(Shape annotation entries)
■ ■ ■ ■ ■

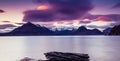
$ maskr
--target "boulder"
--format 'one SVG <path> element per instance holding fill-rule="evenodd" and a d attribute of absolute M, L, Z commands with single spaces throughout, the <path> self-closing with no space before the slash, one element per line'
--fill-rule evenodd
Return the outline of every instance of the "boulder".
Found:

■ ■ ■ ■ ■

◆ **THE EXERCISE**
Rewrite every line of the rows above as a numbered list, skipping any blank lines. Leave the pictures out of the list.

◆ **FULL SOLUTION**
1. $ maskr
2. --target "boulder"
3. --format 'one SVG <path> element per instance holding fill-rule="evenodd" and a d attribute of absolute M, L, Z commands with single spaces throughout, the <path> self-closing with no space before the slash, one element per line'
4. --fill-rule evenodd
5. Return the outline of every instance of the "boulder".
6. Found:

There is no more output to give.